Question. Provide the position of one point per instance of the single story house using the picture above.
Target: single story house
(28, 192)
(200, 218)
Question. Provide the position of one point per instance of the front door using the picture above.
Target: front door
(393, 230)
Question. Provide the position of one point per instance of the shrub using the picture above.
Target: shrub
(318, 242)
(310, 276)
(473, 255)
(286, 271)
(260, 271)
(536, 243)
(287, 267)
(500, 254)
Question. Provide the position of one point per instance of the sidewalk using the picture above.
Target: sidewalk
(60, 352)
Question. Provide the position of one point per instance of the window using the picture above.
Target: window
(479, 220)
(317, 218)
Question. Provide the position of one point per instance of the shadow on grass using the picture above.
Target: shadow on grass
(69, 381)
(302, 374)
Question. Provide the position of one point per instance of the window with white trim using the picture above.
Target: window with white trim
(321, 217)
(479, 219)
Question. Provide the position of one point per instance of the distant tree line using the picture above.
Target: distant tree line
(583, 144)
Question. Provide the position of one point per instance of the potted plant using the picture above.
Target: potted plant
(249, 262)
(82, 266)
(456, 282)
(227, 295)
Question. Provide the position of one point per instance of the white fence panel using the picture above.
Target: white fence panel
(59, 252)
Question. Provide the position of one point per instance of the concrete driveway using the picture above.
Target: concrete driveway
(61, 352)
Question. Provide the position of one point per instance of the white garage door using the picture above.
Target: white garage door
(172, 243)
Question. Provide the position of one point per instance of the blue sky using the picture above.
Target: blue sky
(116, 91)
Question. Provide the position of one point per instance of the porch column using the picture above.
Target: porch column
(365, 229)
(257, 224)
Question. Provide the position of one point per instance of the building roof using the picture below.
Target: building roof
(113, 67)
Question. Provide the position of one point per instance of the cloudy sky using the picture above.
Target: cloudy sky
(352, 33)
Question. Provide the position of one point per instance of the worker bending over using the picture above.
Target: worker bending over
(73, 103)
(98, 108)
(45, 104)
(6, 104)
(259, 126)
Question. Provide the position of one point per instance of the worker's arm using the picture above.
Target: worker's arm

-------------------------

_Instructions to follow:_ Could you reproduce all of the material above, exactly as it reads?

_Reply:_
Question. Provide the position of one point per instance of the single story house using the picture above.
Target: single story house
(28, 192)
(200, 218)
Question. Provide the position of one point per instance of the front door using the picture above.
Target: front door
(393, 230)
Question. Provide the position of one point per instance of the shrub using the picture above.
Target: shrub
(318, 242)
(310, 276)
(473, 255)
(286, 271)
(260, 271)
(536, 243)
(287, 267)
(500, 254)
Question. Provide the position of one point per instance of the sidewalk using the picture above.
Target: sidewalk
(60, 352)
Question. Provide the position of one point per instance of the window using the picture above.
Target: window
(479, 220)
(317, 218)
Question. Provide the position of one point per instance of the shadow on grass using the picture above.
Target: shadow on grass
(69, 381)
(302, 374)
Question. Provide the position of one point per instance of the window with white trim using the picture above.
Target: window with white trim
(321, 217)
(479, 219)
Question. Provide the position of one point per instance of the distant tree line using the picture above.
Target: distant tree line
(583, 144)
Question. Provide the position of one point per instance of the potted plant using the picture above.
Target: potted plant
(249, 262)
(82, 266)
(456, 282)
(227, 295)
Question. Provide the position of one point per instance of the white fence panel using the picture above.
Target: white fence panel
(59, 252)
Question. Provide the position of one point per instance of the concrete driveway using the picture above.
Target: concrete driveway
(61, 352)
Question. Provide the position of one point per instance of the white garage door using the picture above.
Target: white garage door
(172, 243)
Question. Provide the position of one point per instance of the blue sky using the picture above.
Target: blue sky
(116, 91)
Question. Provide the position of one point per instance of the porch column using the picture above.
Target: porch column
(365, 229)
(257, 224)
Question. Provide the position of one point per instance of the building roof using the picture below.
Target: building roof
(113, 67)
Question. Provide the position of one point per instance of the cloudy sky using the picture above.
Target: cloudy sky
(352, 33)
Question. Provide the position of one point per instance of the worker bending over using the picture above.
Target: worker bending over
(73, 103)
(98, 108)
(45, 104)
(6, 104)
(259, 126)
Question. Provide the position of one point per instance of the worker's arm using the picture above.
Target: worker's arm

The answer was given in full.